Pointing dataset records
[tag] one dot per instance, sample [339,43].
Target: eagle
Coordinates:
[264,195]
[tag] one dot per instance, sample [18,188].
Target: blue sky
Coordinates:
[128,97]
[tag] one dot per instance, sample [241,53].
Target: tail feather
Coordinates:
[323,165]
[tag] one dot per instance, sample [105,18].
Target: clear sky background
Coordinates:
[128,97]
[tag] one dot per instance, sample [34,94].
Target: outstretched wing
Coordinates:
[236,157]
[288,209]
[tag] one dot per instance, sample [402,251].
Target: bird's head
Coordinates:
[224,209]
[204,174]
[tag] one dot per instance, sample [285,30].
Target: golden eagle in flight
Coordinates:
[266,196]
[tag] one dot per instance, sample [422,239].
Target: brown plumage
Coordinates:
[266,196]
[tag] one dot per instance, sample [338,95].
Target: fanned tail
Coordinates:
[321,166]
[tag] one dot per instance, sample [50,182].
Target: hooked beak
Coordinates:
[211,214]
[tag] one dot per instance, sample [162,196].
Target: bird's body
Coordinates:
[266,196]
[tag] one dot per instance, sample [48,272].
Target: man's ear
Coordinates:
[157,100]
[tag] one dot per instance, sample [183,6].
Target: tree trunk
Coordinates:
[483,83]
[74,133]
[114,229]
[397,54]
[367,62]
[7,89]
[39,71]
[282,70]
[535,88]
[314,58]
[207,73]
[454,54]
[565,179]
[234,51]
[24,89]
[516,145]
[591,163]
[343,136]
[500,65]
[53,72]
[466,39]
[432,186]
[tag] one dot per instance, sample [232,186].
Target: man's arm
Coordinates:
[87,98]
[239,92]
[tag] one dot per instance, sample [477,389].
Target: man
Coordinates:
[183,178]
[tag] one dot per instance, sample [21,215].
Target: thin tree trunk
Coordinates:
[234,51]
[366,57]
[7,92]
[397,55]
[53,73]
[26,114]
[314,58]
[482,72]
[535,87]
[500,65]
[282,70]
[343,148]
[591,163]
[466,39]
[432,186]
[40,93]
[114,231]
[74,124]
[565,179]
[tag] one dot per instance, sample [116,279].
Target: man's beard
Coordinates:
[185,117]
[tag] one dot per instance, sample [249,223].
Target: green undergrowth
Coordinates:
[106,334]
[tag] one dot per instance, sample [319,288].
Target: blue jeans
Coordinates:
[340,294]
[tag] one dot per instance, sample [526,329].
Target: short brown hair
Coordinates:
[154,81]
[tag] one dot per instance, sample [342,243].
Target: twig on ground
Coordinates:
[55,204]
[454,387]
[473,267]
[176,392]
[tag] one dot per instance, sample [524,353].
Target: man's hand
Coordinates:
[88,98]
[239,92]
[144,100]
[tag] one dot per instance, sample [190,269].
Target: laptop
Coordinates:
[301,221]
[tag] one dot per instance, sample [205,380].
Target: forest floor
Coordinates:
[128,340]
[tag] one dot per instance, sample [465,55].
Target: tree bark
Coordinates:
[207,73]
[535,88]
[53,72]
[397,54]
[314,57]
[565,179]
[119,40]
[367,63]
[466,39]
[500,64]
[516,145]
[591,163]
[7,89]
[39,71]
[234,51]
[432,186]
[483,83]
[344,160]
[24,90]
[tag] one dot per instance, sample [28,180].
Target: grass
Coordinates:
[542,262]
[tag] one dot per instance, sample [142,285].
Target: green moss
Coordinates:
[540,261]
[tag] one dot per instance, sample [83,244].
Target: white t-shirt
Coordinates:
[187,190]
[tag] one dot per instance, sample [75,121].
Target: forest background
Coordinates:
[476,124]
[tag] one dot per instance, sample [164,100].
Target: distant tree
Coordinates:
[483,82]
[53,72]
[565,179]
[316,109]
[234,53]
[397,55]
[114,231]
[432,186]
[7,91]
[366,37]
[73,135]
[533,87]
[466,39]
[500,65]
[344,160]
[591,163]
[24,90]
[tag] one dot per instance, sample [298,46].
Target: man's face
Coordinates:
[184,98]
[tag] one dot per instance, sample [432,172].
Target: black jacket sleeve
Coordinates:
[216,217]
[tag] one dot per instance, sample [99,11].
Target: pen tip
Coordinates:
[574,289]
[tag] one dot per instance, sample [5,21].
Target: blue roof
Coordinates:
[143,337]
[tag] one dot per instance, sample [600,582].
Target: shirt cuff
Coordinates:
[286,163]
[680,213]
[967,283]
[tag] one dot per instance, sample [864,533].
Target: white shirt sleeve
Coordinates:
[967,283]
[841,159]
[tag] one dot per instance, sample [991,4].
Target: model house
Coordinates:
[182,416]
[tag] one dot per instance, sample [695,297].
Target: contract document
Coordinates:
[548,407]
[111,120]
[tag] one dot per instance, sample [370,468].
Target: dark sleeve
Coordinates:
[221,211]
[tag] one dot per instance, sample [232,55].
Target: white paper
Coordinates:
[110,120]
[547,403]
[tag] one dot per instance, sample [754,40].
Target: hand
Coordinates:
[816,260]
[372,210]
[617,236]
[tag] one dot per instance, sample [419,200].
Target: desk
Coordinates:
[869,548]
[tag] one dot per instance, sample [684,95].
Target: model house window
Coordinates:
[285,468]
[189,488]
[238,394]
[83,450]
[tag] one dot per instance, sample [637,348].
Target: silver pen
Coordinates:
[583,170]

*WHAT IS BEING ASKED*: Your answer should consist only of the lines from the one with "[tag] one dot per instance, sample [298,46]." through the end of the data above, reproduced exactly.

*EXERCISE RESULT*:
[tag] one dot per instance, sample [298,46].
Target: man's face
Coordinates:
[184,98]
[tag] one dot per instance, sample [432,172].
Target: black jacket sleeve
Coordinates:
[216,217]
[tag] one dot per instance, sample [99,11].
Target: pen tip
Coordinates:
[574,289]
[tag] one dot per instance, sample [5,21].
Target: blue roof
Coordinates:
[143,337]
[tag] one dot per instance, sample [600,582].
Target: shirt cuff
Coordinates:
[286,163]
[680,213]
[967,283]
[tag] one dot per instance, sample [864,533].
Target: white shirt sleeve
Coordinates:
[967,283]
[841,159]
[tag] one dot per instance, sample [991,4].
Target: model house
Coordinates:
[182,416]
[tag] one dot per instance, sample [695,297].
Target: contract document
Coordinates:
[548,407]
[111,120]
[tag] one dot per instance, sample [370,468].
Target: dark sleeve
Coordinates:
[221,211]
[tag] one dot per instance, sample [232,55].
Target: white paper
Coordinates:
[110,120]
[547,403]
[tag] one dot per instance, sample [754,40].
Target: hand
Coordinates:
[816,260]
[372,210]
[617,236]
[tag] one dot per instance, sample [419,200].
Target: desk
Coordinates:
[869,548]
[tag] one dot per instance, sample [684,95].
Target: model house window
Coordinates:
[285,468]
[189,488]
[238,394]
[83,450]
[tag] one dot per instance, sample [637,348].
Target: silver pen
Coordinates:
[583,170]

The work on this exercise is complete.